**Provided text:**
Re: [PATCH 2/2] sched/eevdf: Use sched_attr::sched_runtime to set request/slice suggestion

From: Qais Yousef
Date: Tue Sep 19 2023 - 20:45:50 EST


On 09/20/23 00:37, Peter Zijlstra wrote:
> On Tue, Sep 19, 2023 at 11:07:08PM +0100, Qais Yousef wrote:
> > On 09/15/23 14:43, peterz@xxxxxxxxxxxxx wrote:
> > > Allow applications to directly set a suggested request/slice length using
> > > sched_attr::sched_runtime.
> >
> > I'm probably as eternally confused as ever, but is this going to be the latency
> > hint too? I find it hard to correlate runtime to latency if it is.
>
> Yes. Think of it as if a task has to save up for it's slice. Shorter
> slice means a shorter time to save up for the time, means it can run
> sooner. Longer slice, you get to save up longer.

Okay, so bias toward latency (short runtime) or throughput (long runtime).

I revisited the paper and can appreciate the importance of the term 'request'
in here.

Is the 95%+ confidence part really mandatory? I can easily see runtime swings
between 2-4ms over a trace for example. Should this task request 4ms as runtime
then? If we request 2ms but we ended up needing 4ms, IIUC we'll be preempted
after 2ms as that's what we requested, right?

What is the penalty for lying if we request 4ms but end up needing 2ms?

> Some people really want longer slices to reduce cache trashing or
> held-lock-preemption like things. Oracle, Facebook, or virt thingies.
>
> Other people just want very short activations but wants them quickly.

Is 3-5ms in the very short region? I think that's the average I see. There are
longer, and shorter, but nothing 'crazy' long.

If we have a bunch of very short tasks stuck on the same rq; IIUC the ones that
actually requested the shorter slice should win as the other will still have
sysctl_sched_base_slice as their request, hence the deadline will seem further
away in spite of not consuming their full slice. And somehow lag will sort
itself to ensure fairness if there were too many wake ups of short-request
tasks (latency wakeup storm).

With this interface it'd be sort of compulsory for users to keep their latency
sensitive tasks short; which maybe is a good thing. The question is how short
do they have to be. Is there a number that can be exposed or deduced/calculated
to help identify/advise users to stay within?

Silly question, do you think this interface is transferable if we move away
from EEVDF in the future for whatever reason? I feel I have to reason about how
EEVDF works to use it, which probably was my first stumbling point as I was
thinking in a more detached/abstract manner.

Sorry, too many questions..


Thanks!

--
Qais Yousef

[Stored dataset items]
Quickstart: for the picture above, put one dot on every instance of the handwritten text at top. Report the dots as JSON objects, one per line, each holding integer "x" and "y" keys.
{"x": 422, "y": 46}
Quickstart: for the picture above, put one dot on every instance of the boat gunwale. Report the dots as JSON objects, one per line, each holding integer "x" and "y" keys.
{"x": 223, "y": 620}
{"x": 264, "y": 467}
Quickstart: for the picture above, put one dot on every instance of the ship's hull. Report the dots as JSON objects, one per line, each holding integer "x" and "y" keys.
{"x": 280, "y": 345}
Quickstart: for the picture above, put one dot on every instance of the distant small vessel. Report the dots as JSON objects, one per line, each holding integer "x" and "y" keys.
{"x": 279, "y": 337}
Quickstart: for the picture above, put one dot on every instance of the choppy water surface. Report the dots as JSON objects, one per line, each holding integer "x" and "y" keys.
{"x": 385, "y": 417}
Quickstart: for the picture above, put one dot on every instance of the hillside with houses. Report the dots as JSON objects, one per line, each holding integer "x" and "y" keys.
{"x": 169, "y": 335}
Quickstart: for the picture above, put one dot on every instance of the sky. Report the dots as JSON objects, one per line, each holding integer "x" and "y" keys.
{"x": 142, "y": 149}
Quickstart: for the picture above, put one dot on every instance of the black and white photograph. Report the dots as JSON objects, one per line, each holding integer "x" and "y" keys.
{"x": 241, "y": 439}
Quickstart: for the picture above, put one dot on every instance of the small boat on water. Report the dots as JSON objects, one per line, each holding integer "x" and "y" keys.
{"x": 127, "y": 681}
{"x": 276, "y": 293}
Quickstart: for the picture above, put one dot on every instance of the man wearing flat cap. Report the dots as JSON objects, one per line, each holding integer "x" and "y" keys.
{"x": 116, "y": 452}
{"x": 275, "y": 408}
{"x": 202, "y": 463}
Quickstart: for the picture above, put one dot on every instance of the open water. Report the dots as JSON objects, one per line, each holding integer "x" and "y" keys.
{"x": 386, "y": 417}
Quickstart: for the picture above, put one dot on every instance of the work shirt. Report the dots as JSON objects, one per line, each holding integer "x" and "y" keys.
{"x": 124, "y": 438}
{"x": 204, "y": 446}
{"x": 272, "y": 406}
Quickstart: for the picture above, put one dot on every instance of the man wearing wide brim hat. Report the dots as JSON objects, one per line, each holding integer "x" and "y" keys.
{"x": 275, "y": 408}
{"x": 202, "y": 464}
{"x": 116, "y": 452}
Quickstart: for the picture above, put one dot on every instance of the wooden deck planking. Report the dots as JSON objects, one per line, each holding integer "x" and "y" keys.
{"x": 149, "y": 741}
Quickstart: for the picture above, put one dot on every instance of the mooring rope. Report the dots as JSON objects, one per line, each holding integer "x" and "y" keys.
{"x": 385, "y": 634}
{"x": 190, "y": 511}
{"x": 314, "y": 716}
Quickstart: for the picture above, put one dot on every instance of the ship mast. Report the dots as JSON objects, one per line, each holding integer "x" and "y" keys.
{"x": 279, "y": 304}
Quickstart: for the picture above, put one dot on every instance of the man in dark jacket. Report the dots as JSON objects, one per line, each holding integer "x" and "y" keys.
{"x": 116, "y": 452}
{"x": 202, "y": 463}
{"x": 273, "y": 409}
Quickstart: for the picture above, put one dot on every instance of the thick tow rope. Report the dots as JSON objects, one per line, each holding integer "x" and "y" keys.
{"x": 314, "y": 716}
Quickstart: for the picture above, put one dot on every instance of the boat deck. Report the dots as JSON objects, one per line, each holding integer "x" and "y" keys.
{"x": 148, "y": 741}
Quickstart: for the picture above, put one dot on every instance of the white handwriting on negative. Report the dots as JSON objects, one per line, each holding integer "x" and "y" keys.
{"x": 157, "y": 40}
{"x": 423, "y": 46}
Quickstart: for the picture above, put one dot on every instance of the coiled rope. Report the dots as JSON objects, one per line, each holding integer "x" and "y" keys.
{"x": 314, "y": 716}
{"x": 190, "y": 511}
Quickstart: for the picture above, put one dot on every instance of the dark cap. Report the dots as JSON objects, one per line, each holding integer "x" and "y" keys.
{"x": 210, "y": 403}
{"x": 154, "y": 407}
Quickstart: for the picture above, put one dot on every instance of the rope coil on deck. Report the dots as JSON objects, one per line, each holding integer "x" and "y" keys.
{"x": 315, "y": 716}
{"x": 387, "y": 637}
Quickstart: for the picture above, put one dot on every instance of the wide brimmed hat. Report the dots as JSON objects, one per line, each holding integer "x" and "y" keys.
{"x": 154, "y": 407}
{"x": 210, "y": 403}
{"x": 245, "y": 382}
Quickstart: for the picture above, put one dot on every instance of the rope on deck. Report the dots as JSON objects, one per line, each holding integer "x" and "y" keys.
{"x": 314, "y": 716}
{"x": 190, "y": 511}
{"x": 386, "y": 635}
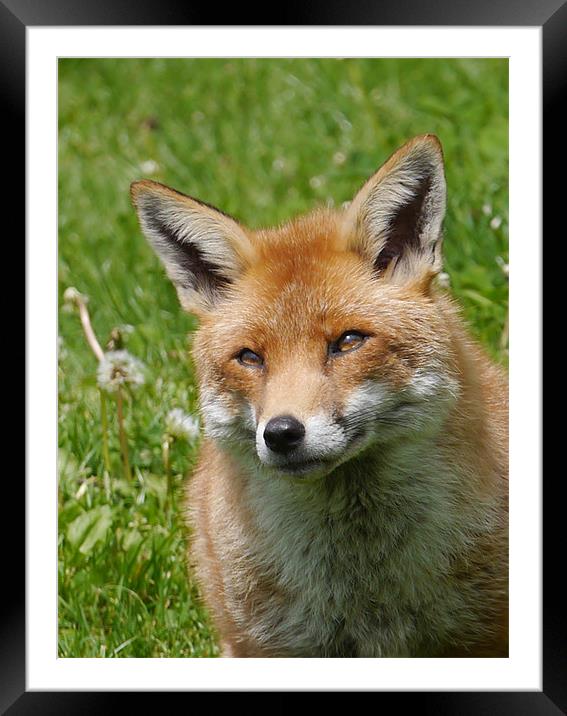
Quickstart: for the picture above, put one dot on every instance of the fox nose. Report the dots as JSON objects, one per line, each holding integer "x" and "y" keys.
{"x": 283, "y": 434}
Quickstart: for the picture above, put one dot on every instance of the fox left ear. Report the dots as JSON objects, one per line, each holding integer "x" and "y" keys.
{"x": 395, "y": 220}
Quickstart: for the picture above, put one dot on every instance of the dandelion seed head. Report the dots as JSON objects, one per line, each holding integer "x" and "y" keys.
{"x": 71, "y": 296}
{"x": 119, "y": 368}
{"x": 181, "y": 425}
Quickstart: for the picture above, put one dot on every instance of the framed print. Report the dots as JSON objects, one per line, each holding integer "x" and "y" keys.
{"x": 148, "y": 96}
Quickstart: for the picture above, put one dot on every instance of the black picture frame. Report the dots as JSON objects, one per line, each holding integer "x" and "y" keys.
{"x": 15, "y": 16}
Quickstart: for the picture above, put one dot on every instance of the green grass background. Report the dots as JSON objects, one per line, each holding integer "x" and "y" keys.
{"x": 263, "y": 140}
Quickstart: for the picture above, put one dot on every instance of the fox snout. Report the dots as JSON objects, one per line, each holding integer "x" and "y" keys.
{"x": 283, "y": 434}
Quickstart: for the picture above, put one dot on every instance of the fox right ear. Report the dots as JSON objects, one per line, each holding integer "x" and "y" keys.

**Exercise tasks:**
(1) Which sched_attr field does the patch discussion propose for setting a suggested request/slice length?
(2) Gather every line of the rows that contains the string "ship".

**Answers to each task:**
(1) sched_attr::sched_runtime

(2)
Quickstart: for the picture above, put one dot on every instance of the ship's hull. Report the dots as JSON objects, one per line, each holding integer "x" and "y" keys.
Quickstart: for the picture above, put one dot on every instance of the ship mast. Report the dots as JSON objects, one per line, each holding integer "x" and "y" keys.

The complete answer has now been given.